---------- Data provided

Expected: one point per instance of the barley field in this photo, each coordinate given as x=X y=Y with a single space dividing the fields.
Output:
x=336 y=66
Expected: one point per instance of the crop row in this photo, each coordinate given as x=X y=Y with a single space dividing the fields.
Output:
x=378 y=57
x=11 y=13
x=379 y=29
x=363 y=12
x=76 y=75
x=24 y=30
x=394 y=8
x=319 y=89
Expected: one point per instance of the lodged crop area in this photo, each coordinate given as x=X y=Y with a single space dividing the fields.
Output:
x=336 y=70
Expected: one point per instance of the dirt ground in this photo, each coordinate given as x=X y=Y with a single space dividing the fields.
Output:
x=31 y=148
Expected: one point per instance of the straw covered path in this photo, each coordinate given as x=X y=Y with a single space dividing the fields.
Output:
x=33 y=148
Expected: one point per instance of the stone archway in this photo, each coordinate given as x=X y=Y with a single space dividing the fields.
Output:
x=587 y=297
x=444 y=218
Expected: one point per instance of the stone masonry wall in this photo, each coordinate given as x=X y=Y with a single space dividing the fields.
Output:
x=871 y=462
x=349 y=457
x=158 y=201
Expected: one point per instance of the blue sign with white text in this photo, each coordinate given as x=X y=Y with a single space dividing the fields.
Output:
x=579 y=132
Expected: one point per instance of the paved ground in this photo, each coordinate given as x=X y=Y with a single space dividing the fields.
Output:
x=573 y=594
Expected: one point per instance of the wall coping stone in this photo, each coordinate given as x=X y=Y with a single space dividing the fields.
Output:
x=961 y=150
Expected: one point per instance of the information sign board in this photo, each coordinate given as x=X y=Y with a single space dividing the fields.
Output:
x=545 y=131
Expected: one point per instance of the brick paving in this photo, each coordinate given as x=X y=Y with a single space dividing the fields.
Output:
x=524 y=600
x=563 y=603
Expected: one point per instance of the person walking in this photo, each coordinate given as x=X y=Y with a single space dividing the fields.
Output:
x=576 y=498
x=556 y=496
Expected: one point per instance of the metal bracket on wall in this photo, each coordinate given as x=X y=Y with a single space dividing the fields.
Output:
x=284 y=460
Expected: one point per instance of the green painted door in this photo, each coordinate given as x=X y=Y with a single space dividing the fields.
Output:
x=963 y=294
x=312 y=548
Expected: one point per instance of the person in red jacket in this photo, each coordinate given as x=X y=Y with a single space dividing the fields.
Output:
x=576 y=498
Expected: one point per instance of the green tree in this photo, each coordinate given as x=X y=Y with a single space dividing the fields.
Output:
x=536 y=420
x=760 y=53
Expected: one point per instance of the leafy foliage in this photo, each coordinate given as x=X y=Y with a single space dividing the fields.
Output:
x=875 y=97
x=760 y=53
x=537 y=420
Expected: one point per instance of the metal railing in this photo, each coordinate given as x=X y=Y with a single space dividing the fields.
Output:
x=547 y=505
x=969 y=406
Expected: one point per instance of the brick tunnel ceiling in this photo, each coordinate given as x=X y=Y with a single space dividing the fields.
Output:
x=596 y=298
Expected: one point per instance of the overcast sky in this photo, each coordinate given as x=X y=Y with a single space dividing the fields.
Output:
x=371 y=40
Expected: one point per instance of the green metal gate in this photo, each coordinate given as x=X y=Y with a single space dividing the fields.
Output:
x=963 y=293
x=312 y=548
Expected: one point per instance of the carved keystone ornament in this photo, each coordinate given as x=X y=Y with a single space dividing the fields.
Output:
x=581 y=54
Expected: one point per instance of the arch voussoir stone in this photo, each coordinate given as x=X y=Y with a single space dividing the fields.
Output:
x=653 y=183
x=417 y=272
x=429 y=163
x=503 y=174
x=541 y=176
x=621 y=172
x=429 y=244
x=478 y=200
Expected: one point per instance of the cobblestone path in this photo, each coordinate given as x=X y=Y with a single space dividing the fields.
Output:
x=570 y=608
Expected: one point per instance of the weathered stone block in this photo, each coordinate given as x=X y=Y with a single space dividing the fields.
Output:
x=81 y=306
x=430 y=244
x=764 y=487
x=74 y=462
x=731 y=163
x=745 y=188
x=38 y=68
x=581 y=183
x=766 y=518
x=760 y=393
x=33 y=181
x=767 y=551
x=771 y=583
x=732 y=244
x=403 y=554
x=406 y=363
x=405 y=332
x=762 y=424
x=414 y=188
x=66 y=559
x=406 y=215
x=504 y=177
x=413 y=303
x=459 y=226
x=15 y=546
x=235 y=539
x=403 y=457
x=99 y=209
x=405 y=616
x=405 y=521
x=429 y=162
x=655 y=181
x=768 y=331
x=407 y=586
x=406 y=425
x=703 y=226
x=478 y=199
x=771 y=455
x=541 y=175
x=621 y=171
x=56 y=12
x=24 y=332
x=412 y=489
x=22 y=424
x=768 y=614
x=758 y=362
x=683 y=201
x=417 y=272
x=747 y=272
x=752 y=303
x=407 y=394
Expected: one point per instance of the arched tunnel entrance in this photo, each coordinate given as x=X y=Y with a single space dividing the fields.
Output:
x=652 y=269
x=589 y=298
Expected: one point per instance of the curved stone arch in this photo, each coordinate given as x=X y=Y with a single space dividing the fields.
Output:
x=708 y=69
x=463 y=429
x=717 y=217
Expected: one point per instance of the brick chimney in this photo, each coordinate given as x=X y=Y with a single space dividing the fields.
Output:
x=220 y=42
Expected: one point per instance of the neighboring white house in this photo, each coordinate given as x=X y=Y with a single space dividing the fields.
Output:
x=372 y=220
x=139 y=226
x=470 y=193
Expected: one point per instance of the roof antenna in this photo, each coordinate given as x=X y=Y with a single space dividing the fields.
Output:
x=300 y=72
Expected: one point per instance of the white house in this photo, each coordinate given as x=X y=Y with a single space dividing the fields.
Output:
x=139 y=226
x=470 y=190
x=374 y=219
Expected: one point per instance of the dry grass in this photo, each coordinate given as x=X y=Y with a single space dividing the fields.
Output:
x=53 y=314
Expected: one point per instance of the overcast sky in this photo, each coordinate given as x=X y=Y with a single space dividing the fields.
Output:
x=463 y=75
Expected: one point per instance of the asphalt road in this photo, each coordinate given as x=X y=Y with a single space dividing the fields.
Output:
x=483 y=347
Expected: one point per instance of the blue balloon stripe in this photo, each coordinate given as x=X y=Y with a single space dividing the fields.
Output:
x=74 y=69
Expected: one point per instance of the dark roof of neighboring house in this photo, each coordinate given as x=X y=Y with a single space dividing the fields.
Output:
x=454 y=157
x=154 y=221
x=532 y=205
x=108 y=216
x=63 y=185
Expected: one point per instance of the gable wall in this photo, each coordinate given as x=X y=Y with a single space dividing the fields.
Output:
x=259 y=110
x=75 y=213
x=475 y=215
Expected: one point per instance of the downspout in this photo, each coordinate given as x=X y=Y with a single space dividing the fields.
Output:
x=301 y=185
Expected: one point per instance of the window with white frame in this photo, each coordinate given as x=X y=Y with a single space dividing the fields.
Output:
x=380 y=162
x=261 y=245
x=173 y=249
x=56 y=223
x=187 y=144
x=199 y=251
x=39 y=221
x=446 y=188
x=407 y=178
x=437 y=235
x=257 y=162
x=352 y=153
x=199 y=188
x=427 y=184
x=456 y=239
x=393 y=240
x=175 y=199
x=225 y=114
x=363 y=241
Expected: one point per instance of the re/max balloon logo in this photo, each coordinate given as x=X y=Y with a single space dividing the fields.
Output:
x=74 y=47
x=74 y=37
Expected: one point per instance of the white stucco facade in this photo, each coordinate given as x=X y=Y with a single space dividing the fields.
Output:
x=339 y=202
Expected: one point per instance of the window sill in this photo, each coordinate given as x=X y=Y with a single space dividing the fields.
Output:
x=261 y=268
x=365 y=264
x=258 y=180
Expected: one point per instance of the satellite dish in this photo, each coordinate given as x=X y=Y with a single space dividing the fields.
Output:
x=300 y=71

--------------------

> _Brief_: This exercise requires that all of the entries be repeated exactly.

> _Result of this exercise_:
Expected: one point per instance of the barley field in this photo, each coordinate given as x=X y=Y with a single space dividing the fields.
Output:
x=336 y=66
Expected: one point per instance of the crop row in this photo, each coordinate given as x=X y=Y with a single space dividing the fields.
Output:
x=378 y=57
x=11 y=13
x=379 y=29
x=363 y=12
x=76 y=75
x=24 y=30
x=394 y=8
x=319 y=89
Expected: one point per instance of the lodged crop area in this photo, each coordinate given as x=X y=Y with a single space dividing the fields.
Output:
x=336 y=70
Expected: one point per instance of the dirt ground in this photo, each coordinate given as x=X y=Y with a single space dividing the fields.
Output:
x=31 y=148
Expected: one point per instance of the straw covered path in this photo, each coordinate given as x=X y=Y with a single space dividing the fields.
Output:
x=33 y=148
Expected: one point per instance of the stone archway in this photo, each coordinate given as x=X y=Y with a single space dividing the fields.
Output:
x=587 y=297
x=444 y=218
Expected: one point per instance of the stone masonry wall in this photo, each coordinate given as x=X y=Y with a single space dividing the fields.
Output:
x=871 y=462
x=349 y=457
x=158 y=201
Expected: one point per instance of the blue sign with white text in this photo, each coordinate given as x=X y=Y with a single space dividing the fields.
Output:
x=579 y=132
Expected: one point per instance of the paved ground in this photo, each coordinate given as x=X y=Y with a single space dividing the fields.
Output:
x=573 y=594
Expected: one point per instance of the wall coping stone in this photo, each coordinate given as x=X y=Y with a single space dividing the fields.
Output:
x=961 y=150
Expected: one point per instance of the information sign board in this photo, each coordinate given as x=X y=Y with a single space dividing the fields.
Output:
x=545 y=131
Expected: one point per instance of the brick paving in this photo, each coordinate given as x=X y=Y with a single space dividing the fields.
Output:
x=524 y=600
x=563 y=603
Expected: one point per instance of the person walking in this photo, each coordinate given as x=X y=Y with a single space dividing the fields.
Output:
x=576 y=498
x=556 y=496
Expected: one point per instance of the metal bracket on wall in this photo, each coordinate given as x=X y=Y with a single space dividing the fields.
Output:
x=284 y=460
Expected: one point per instance of the green painted door in this photo, each coordinate given as x=X y=Y with a single space dividing the fields.
Output:
x=963 y=294
x=312 y=548
Expected: one point per instance of the person in red jacket in this photo, each coordinate given as x=X y=Y with a single space dividing the fields.
Output:
x=576 y=498
Expected: one point per instance of the green tree in this photo, each coordinate given as x=X y=Y with a single space dividing the fields.
Output:
x=536 y=420
x=760 y=53
Expected: one point per instance of the leafy foliage in this photo, each coordinate given as x=X y=Y with a single space dividing the fields.
Output:
x=875 y=97
x=760 y=53
x=537 y=420
Expected: one point per instance of the metal railing in this photo, each coordinate given as x=X y=Y with a single space dividing the fields.
Output:
x=547 y=505
x=969 y=406
Expected: one point per instance of the brick tunnel ceiling in this photo, each coordinate given as x=X y=Y with a single space dividing the fields.
Output:
x=596 y=298
Expected: one point per instance of the overcast sky in this photo, each coordinate given as x=X y=Y with a single space dividing the fields.
Output:
x=371 y=40
Expected: one point per instance of the green metal gate in this photo, each coordinate given as x=X y=Y with a single space dividing the fields.
Output:
x=963 y=293
x=312 y=548
Expected: one point per instance of the carved keystone ornament in this photo, each coordinate given as x=X y=Y with a single space dividing the fields.
Output:
x=581 y=54
Expected: one point per instance of the arch voussoir stone in this photo, each coordinate given as x=X y=Y with a single space dividing the fields.
Output:
x=653 y=183
x=417 y=272
x=429 y=163
x=503 y=174
x=541 y=176
x=621 y=172
x=429 y=244
x=478 y=200
Expected: one point per instance of the cobblestone path in this photo, each coordinate given as x=X y=Y with a single space dividing the fields.
Output:
x=570 y=608
Expected: one point per instance of the weathered stone block in this photo, each coordinate given as x=X y=Y with a single space dividing the fields.
Output:
x=81 y=306
x=430 y=244
x=764 y=487
x=74 y=462
x=731 y=163
x=745 y=188
x=38 y=68
x=581 y=183
x=766 y=518
x=760 y=393
x=33 y=181
x=767 y=551
x=771 y=583
x=732 y=244
x=403 y=554
x=406 y=363
x=405 y=332
x=762 y=424
x=414 y=188
x=66 y=559
x=406 y=215
x=504 y=177
x=413 y=303
x=459 y=226
x=15 y=546
x=235 y=539
x=403 y=457
x=99 y=209
x=405 y=616
x=405 y=521
x=429 y=162
x=655 y=181
x=768 y=331
x=407 y=586
x=406 y=425
x=703 y=226
x=478 y=199
x=771 y=455
x=541 y=175
x=621 y=171
x=56 y=12
x=24 y=332
x=412 y=489
x=22 y=424
x=768 y=614
x=758 y=362
x=683 y=201
x=417 y=272
x=747 y=272
x=752 y=303
x=407 y=394
Expected: one point per instance of the arched tunnel entrance in this photo, each coordinate given as x=X y=Y with a single space dividing the fields.
Output:
x=652 y=269
x=589 y=298
Expected: one point per instance of the curved stone arch in this photo, each coordinate given as x=X y=Y with a single space dividing the fields.
Output:
x=708 y=69
x=463 y=429
x=717 y=217
Expected: one point per instance of the brick chimney in this photo, each coordinate given as x=X y=Y with a single space dividing the fields.
Output:
x=220 y=42
Expected: one point per instance of the neighboring white house in this photo, each coordinate given as x=X y=Y with a single space dividing the fields.
Output:
x=372 y=220
x=139 y=226
x=470 y=193
Expected: one point per instance of the roof antenna in this photo, each coordinate given as x=X y=Y with a single space dividing the fields.
Output:
x=300 y=72
Expected: one point per instance of the white house in this photo, each coordinate given as x=X y=Y with a single space dividing the fields.
Output:
x=139 y=226
x=470 y=190
x=374 y=219
Expected: one point per instance of the dry grass in this photo, each coordinate given as x=X y=Y with a single space dividing the fields.
Output:
x=53 y=314
Expected: one point per instance of the overcast sky in this photo, each coordinate given as x=X y=Y with a single space dividing the fields.
Output:
x=463 y=75
Expected: one point per instance of the asphalt road in this photo, each coordinate given as x=X y=Y with a single space dividing the fields.
Output:
x=483 y=347
Expected: one point per instance of the blue balloon stripe in this photo, each coordinate given as x=X y=Y with a single space dividing the fields.
Output:
x=74 y=69
Expected: one point per instance of the dark roof of neighboring house in this photo, each coordinate given as x=X y=Y with a single space dividing the fields.
Output:
x=454 y=157
x=154 y=221
x=532 y=205
x=108 y=216
x=63 y=185
Expected: one point per instance of the gable wall in this photo, each coordinate given as x=X y=Y with a single space dividing the fields.
Output:
x=259 y=110
x=75 y=213
x=475 y=215
Expected: one point per instance of the downspout in this photo, each coordinate given as x=X y=Y with a single space dividing the fields.
Output:
x=301 y=185
Expected: one point per instance of the window with white frame in this photo, each coordinate given as x=X y=Y with a single space dividing the fields.
Output:
x=380 y=162
x=261 y=245
x=173 y=249
x=56 y=223
x=187 y=144
x=199 y=251
x=39 y=221
x=446 y=188
x=407 y=178
x=437 y=235
x=257 y=162
x=352 y=153
x=199 y=188
x=427 y=184
x=456 y=239
x=393 y=240
x=175 y=199
x=225 y=114
x=363 y=241
Expected: one point per instance of the re/max balloon logo in this photo, each coordinate given as x=X y=Y with a single space dividing the fields.
Output:
x=74 y=47
x=74 y=37
Expected: one point per instance of the white stucco facade in this photo, each coordinate given as x=X y=Y with a single space dividing the fields.
Output:
x=339 y=202
Expected: one point per instance of the window sill in this photo, each coordinate given as x=X y=Y with a single space dividing the fields.
Output:
x=261 y=268
x=365 y=264
x=258 y=180
Expected: one point per instance of the satellite dish in this photo, each coordinate given as x=X y=Y with a single space dividing the fields.
Output:
x=300 y=71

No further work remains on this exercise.